══ EXTRACT ══
No way. But we can still do something significant.
2005This article is part of CT's digital archives. Subscribers have access to all current and past issues, dating back to 1956.

In the "join us now" section of makepovertyhistory.org, Bono is pictured giving a peace sign and Bob Geldof is shown taking off his hat to you. What do these two famous rockers want?

First, they need your e-mail address. Second, they want to end poverty in 2005.

"When thousands and thousands and thousands of people send a well-timed text, a short e-mail, or leave a phone message, change begins to take place. … We know that with enough noise made in the right way to the right people at the right time, extraordinary changes can take place. We actually have a chance to make poverty history in 2005. If not our generation—who? If not in 2005—when?"

Jeffrey Sachs, an economist and U.N. adviser, is less optimistic. But not by much. In his book The End of Poverty: Economic Possibilities for Our Time (Penguin, 2005), he lays out a 20-year plan for ending extreme poverty—the kind that kills more than 30,000 people each day.
═══
> [WRITTEN TASK A] Summarize the extract in two sentences.
> [WRITTEN TASK B] Please show every line of the entries below that contains the word "shredded", treating case as significant.
══ DATA PROVIDED ══
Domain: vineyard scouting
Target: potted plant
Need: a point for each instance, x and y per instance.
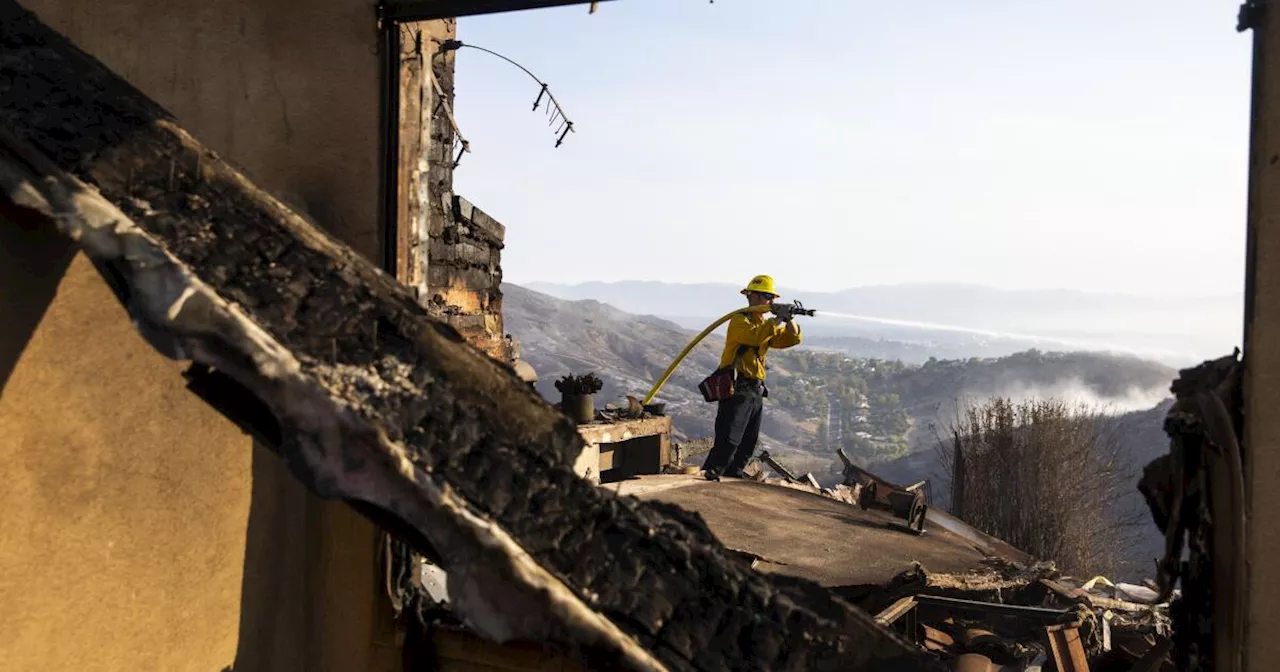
(577, 396)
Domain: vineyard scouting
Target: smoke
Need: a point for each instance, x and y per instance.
(1074, 391)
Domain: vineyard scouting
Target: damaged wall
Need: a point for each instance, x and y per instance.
(447, 250)
(465, 277)
(146, 531)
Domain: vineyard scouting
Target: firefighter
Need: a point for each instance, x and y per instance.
(749, 339)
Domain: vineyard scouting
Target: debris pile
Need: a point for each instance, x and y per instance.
(1006, 616)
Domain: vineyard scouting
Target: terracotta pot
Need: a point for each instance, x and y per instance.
(579, 407)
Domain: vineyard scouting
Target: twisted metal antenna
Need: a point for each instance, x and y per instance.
(554, 112)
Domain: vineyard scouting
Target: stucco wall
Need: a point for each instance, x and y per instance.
(141, 530)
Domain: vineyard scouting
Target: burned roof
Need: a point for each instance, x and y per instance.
(804, 534)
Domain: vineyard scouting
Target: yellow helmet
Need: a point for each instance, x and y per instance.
(763, 284)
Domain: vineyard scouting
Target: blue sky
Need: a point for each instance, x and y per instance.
(1050, 144)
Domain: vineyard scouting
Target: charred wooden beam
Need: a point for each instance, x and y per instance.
(446, 9)
(375, 402)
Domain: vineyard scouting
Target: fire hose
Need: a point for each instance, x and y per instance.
(777, 309)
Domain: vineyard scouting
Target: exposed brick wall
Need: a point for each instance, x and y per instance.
(465, 275)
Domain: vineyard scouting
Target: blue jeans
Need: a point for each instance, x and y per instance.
(737, 429)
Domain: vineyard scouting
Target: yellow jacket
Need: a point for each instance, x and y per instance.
(758, 334)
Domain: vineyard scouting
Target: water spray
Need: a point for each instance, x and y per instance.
(781, 310)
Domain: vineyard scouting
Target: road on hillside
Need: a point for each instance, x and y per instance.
(835, 433)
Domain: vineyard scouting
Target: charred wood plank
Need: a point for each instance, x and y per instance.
(448, 9)
(378, 403)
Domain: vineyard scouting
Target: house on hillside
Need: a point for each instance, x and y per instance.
(169, 540)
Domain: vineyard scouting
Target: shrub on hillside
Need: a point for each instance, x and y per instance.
(1046, 476)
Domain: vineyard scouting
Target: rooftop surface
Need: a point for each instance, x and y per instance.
(804, 534)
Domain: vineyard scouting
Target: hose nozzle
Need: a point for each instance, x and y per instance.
(795, 307)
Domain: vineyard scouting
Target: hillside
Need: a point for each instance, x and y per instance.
(878, 410)
(1138, 438)
(961, 320)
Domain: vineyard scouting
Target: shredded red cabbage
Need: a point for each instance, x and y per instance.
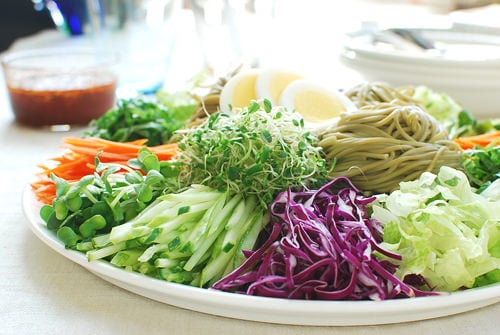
(320, 247)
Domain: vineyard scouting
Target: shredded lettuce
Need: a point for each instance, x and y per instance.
(443, 230)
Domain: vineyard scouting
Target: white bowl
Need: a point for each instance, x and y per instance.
(471, 78)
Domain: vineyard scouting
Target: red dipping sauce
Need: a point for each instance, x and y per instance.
(70, 94)
(38, 106)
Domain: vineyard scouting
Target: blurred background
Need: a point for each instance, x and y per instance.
(20, 18)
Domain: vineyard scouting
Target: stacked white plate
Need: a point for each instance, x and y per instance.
(463, 64)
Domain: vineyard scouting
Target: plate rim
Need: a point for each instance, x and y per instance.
(264, 309)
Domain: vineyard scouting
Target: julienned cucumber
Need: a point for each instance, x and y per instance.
(194, 237)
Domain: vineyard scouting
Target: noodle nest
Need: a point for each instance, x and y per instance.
(383, 144)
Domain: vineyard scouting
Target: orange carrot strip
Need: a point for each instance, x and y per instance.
(79, 161)
(483, 140)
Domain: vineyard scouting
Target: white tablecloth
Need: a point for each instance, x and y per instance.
(42, 292)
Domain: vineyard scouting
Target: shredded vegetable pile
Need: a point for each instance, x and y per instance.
(443, 230)
(248, 201)
(321, 247)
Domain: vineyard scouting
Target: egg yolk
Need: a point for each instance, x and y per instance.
(278, 83)
(317, 106)
(244, 91)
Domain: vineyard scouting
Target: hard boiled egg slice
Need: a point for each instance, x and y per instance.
(239, 91)
(271, 83)
(316, 103)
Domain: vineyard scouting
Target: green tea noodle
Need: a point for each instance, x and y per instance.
(376, 92)
(381, 145)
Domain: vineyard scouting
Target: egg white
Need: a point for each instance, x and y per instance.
(271, 83)
(316, 103)
(239, 91)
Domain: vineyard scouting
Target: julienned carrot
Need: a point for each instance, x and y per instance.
(482, 140)
(79, 160)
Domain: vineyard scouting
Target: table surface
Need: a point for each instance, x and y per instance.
(44, 293)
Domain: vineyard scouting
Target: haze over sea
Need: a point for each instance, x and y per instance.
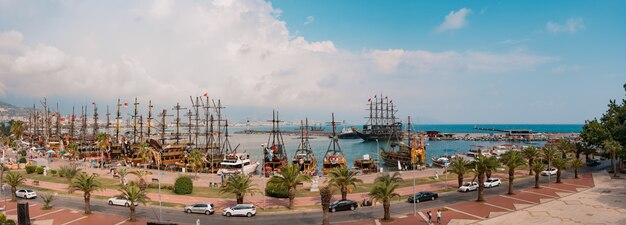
(356, 148)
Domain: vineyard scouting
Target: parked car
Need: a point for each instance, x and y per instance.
(120, 201)
(25, 193)
(340, 205)
(549, 171)
(240, 210)
(469, 186)
(492, 182)
(423, 196)
(203, 207)
(593, 162)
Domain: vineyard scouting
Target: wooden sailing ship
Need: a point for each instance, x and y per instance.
(334, 157)
(405, 155)
(274, 152)
(304, 157)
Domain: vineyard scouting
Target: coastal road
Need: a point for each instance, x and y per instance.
(310, 217)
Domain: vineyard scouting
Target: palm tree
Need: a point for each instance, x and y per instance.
(122, 172)
(537, 167)
(341, 178)
(384, 190)
(512, 159)
(560, 164)
(289, 178)
(196, 160)
(576, 164)
(612, 147)
(86, 184)
(326, 193)
(133, 194)
(69, 172)
(458, 166)
(480, 167)
(240, 185)
(103, 144)
(14, 180)
(141, 176)
(531, 154)
(146, 153)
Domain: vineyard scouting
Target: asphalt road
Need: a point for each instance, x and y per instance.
(311, 217)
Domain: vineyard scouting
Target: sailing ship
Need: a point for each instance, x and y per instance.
(382, 123)
(304, 157)
(405, 155)
(233, 162)
(274, 152)
(334, 157)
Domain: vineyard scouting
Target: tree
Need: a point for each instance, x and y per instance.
(134, 195)
(341, 178)
(69, 172)
(537, 167)
(86, 184)
(14, 180)
(289, 177)
(560, 164)
(240, 185)
(384, 190)
(196, 160)
(147, 154)
(576, 164)
(141, 177)
(512, 159)
(480, 167)
(459, 167)
(612, 147)
(531, 154)
(326, 193)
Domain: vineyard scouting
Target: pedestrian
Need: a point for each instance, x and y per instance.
(439, 216)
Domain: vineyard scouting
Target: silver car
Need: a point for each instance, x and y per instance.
(203, 207)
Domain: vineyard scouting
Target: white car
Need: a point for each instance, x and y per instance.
(492, 182)
(25, 193)
(551, 171)
(469, 186)
(240, 210)
(120, 201)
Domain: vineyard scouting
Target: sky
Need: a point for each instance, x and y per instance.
(448, 62)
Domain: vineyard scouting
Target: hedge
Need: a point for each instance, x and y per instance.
(183, 185)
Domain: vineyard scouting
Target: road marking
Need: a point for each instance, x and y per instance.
(45, 214)
(75, 220)
(124, 221)
(469, 214)
(492, 205)
(530, 202)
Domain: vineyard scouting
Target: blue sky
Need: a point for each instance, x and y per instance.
(442, 61)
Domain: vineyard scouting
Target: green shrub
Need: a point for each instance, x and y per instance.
(39, 170)
(30, 169)
(183, 185)
(276, 191)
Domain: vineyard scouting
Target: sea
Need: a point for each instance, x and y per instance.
(356, 148)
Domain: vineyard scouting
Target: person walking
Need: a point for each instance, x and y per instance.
(439, 216)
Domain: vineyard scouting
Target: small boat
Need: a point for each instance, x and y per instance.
(334, 156)
(367, 164)
(304, 157)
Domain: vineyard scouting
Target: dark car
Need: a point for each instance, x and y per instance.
(423, 196)
(593, 162)
(340, 205)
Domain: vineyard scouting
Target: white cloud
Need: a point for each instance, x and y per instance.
(572, 25)
(309, 20)
(454, 20)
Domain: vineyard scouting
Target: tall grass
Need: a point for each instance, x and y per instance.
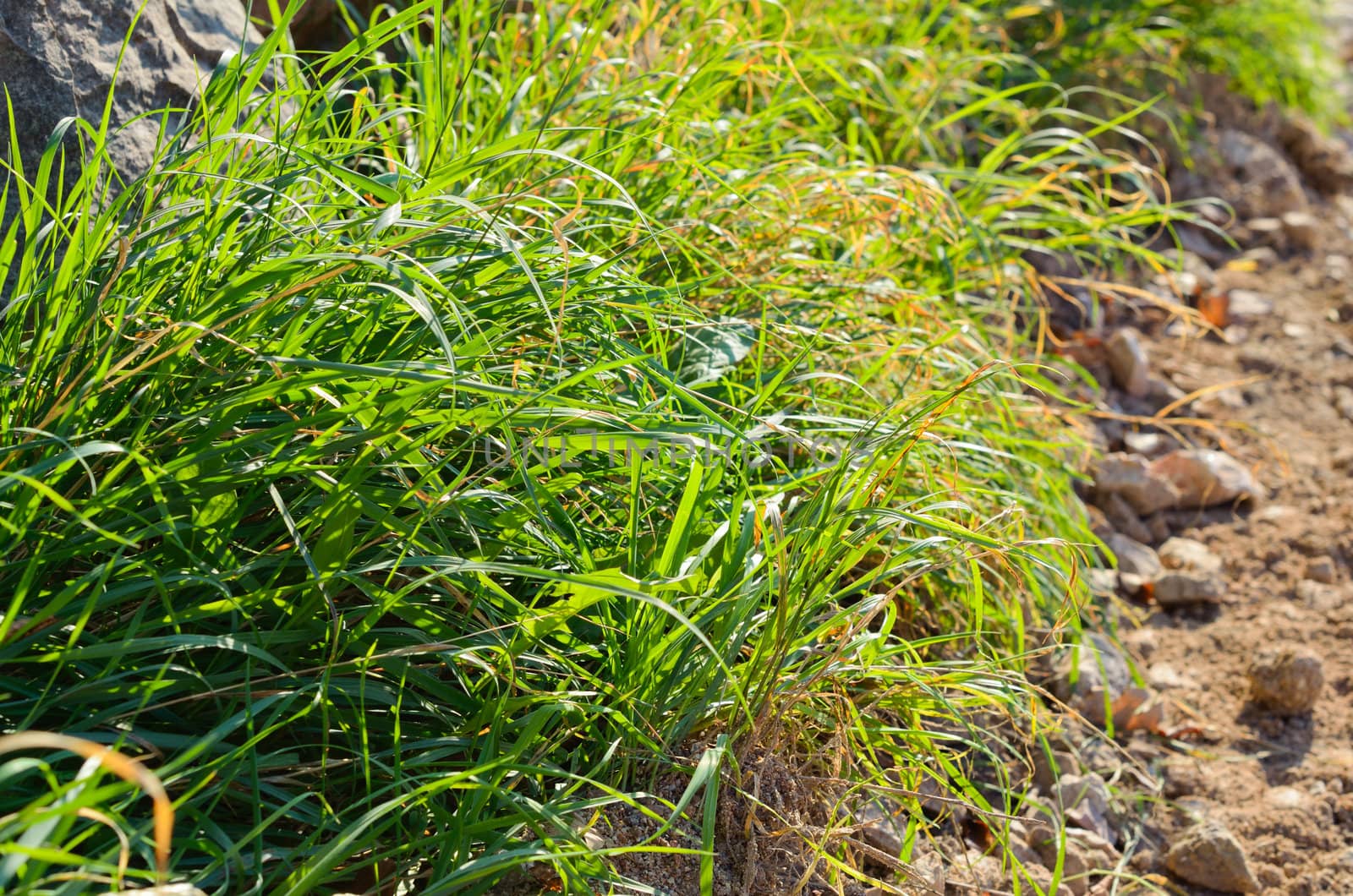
(446, 441)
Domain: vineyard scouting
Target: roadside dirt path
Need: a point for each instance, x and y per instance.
(1282, 402)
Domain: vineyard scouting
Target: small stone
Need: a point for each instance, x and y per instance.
(1192, 574)
(1086, 673)
(1086, 853)
(1302, 231)
(1123, 519)
(1321, 569)
(1285, 797)
(1186, 587)
(1262, 256)
(1165, 677)
(1202, 478)
(1248, 303)
(1160, 528)
(1318, 596)
(1134, 558)
(1084, 801)
(1133, 478)
(1188, 554)
(1048, 770)
(1344, 401)
(1337, 267)
(1147, 444)
(883, 824)
(1210, 855)
(1287, 680)
(1127, 362)
(1265, 229)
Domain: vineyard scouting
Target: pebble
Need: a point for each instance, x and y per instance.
(1086, 853)
(1344, 401)
(1248, 303)
(1134, 558)
(1285, 797)
(1192, 574)
(1087, 672)
(1165, 677)
(883, 824)
(1084, 801)
(1131, 478)
(1180, 587)
(1188, 554)
(1127, 362)
(1210, 855)
(1287, 680)
(1145, 444)
(1302, 231)
(1123, 519)
(1319, 596)
(1321, 569)
(1202, 478)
═══
> [OUTPUT A] On makepovertyhistory.org, Bono and Bob Geldof ask for visitors' e-mail addresses and aim to end poverty in 2005, and a quoted message argues that enough well-timed texts, e-mails and phone messages can bring extraordinary change. Economist and U.N. adviser Jeffrey Sachs is only slightly less optimistic, and his book The End of Poverty lays out a 20-year plan to end extreme poverty, which kills more than 30,000 people each day.

> [OUTPUT B]
Target: shredded red cabbage
Target: shredded lettuce
Target: shredded vegetable pile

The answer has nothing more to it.